- **WHAT YOU ARE ASKED TO DO**
Look through the records below, and whenever a line contains "cliff", copy it.

-------- DATASET --------

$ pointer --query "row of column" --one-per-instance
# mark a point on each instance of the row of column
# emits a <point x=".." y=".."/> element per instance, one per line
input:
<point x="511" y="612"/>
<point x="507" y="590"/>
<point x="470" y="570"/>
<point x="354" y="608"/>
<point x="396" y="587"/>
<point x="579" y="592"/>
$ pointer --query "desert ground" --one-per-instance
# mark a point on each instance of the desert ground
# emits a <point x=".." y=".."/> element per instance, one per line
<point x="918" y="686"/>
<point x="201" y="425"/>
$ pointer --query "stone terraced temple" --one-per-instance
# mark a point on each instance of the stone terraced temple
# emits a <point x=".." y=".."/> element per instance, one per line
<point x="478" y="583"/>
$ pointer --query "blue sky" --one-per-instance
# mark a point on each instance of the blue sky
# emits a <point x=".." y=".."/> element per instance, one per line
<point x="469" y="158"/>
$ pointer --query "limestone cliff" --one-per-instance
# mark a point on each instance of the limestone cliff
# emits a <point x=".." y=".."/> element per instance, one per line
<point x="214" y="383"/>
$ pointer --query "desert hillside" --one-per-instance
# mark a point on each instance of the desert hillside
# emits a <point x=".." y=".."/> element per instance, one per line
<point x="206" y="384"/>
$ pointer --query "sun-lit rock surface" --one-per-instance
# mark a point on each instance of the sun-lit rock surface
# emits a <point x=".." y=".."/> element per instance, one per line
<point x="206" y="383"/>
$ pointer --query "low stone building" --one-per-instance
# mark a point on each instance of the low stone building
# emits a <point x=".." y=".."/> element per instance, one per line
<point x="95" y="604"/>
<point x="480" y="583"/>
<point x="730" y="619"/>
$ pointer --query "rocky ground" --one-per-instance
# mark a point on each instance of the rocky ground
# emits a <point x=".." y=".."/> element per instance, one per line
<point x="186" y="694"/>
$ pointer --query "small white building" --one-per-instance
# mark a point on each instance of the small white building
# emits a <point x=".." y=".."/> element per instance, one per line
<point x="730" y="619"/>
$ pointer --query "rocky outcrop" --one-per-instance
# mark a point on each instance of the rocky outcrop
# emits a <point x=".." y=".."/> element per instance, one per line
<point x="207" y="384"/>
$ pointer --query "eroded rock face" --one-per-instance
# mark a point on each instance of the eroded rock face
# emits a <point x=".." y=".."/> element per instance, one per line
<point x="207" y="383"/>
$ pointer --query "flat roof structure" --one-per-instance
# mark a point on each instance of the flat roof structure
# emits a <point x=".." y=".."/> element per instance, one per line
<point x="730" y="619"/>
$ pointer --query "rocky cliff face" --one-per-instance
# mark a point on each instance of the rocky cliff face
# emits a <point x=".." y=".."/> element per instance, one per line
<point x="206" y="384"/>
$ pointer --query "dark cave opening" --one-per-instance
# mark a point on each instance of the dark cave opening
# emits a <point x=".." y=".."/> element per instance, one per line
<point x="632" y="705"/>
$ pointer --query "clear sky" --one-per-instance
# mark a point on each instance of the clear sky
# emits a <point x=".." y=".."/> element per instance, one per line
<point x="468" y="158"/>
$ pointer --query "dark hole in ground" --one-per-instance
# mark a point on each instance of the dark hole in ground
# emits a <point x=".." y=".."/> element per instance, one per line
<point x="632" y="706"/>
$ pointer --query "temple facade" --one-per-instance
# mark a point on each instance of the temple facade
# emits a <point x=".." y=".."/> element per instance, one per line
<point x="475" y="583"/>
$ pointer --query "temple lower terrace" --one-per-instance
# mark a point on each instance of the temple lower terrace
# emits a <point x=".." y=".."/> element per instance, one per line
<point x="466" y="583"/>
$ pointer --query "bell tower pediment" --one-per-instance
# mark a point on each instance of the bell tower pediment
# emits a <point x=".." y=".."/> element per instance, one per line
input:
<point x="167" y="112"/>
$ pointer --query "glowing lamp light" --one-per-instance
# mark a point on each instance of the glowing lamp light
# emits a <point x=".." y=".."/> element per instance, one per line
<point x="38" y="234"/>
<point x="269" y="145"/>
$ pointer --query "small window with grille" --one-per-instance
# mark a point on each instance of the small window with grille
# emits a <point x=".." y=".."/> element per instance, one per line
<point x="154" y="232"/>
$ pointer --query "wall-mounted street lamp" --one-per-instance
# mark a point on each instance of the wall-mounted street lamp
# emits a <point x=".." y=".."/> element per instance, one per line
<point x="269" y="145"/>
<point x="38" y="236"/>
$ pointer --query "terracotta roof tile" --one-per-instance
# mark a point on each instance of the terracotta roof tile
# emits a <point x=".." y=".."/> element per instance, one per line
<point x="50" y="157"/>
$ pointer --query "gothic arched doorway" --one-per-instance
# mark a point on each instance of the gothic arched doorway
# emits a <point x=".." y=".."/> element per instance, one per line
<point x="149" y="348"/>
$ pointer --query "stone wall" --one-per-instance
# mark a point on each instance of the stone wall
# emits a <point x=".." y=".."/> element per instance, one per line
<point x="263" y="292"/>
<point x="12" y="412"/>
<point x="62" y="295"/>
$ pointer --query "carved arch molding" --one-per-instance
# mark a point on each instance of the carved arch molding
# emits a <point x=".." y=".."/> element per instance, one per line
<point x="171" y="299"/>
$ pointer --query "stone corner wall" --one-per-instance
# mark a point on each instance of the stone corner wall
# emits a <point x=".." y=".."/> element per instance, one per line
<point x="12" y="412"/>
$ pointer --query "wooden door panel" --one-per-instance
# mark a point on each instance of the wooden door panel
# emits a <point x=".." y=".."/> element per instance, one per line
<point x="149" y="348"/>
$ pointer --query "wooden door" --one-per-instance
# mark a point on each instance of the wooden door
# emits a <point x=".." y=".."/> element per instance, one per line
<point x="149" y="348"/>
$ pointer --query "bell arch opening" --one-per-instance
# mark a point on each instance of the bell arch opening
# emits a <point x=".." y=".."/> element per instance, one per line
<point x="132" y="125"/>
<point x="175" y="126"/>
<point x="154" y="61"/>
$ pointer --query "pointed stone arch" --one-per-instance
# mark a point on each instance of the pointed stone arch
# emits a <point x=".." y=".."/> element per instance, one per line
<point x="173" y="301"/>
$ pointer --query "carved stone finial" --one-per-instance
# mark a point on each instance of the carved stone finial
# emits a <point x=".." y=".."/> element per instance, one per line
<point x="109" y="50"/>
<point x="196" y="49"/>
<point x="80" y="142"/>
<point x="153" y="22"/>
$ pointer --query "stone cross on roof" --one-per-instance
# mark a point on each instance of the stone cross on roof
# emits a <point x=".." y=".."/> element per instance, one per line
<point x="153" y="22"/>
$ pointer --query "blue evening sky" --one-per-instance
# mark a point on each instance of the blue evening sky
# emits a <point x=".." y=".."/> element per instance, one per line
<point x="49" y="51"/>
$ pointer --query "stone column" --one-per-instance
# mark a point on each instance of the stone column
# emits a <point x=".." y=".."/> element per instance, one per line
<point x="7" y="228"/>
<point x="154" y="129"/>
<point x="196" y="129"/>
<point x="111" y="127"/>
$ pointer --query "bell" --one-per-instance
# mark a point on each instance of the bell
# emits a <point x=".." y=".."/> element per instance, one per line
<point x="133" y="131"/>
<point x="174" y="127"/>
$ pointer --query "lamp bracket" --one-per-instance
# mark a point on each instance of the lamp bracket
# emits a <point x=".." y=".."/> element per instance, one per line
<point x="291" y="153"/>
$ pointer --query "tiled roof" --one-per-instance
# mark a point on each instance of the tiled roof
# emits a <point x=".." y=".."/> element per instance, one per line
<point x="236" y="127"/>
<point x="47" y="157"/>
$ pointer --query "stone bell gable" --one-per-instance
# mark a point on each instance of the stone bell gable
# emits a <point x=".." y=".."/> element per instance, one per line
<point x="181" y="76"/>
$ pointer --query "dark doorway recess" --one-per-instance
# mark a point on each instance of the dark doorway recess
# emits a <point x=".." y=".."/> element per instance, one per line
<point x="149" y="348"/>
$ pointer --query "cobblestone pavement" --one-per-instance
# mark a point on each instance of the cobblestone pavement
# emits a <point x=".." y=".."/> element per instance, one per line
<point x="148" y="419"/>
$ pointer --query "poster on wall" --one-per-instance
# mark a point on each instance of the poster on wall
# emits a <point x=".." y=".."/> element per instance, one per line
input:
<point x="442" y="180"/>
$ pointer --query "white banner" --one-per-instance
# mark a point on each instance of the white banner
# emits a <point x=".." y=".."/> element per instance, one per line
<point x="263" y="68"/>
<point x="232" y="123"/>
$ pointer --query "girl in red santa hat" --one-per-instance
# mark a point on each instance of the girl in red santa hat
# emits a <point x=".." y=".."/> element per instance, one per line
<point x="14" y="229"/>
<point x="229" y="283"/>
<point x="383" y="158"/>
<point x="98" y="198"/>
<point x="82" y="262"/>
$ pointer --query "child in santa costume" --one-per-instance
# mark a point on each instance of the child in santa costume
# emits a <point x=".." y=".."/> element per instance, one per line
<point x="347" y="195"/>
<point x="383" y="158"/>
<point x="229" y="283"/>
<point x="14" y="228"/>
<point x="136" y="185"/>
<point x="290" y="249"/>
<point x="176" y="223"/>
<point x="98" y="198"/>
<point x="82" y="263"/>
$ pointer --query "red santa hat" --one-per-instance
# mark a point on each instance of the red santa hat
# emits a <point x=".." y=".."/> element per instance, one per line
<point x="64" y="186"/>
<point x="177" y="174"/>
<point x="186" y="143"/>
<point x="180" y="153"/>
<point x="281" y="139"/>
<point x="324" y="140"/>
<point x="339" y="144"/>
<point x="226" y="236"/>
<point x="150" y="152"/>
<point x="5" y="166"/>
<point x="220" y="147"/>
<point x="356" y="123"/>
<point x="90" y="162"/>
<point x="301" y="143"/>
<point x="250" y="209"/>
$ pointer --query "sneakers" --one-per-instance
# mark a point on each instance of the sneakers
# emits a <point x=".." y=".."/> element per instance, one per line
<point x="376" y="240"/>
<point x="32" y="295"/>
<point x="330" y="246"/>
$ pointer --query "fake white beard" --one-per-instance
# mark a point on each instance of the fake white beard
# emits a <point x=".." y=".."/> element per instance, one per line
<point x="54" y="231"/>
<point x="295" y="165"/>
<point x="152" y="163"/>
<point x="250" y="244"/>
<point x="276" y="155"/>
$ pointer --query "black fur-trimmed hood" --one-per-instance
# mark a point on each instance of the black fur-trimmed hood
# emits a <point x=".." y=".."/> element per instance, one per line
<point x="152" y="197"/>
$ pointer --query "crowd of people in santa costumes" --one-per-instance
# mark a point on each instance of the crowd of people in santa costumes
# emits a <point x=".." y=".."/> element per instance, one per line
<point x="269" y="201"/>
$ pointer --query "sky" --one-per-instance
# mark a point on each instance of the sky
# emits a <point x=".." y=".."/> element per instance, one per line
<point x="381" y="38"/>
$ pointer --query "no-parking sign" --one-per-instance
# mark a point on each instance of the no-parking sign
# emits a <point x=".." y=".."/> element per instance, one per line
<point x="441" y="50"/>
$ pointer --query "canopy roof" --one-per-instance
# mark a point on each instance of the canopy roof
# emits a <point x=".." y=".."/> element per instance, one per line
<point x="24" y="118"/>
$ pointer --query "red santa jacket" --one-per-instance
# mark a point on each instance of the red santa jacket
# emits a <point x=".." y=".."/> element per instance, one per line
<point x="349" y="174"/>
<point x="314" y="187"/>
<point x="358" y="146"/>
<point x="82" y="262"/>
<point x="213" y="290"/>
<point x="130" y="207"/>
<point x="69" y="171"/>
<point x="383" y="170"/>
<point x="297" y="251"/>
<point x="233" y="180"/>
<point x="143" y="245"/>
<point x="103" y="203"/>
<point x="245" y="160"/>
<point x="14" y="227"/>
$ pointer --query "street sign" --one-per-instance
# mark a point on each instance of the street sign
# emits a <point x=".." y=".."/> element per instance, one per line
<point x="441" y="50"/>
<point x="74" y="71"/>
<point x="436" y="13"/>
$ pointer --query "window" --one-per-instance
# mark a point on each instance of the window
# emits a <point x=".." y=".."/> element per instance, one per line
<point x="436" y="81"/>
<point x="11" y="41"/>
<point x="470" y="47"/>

--------

- **RESPONSE AREA**
$ pointer --query "limestone cliff" --one-per-instance
# mark a point on each instance of the limestone cliff
$ pointer --query "rocky cliff face" --one-per-instance
# mark a point on each instance of the rocky cliff face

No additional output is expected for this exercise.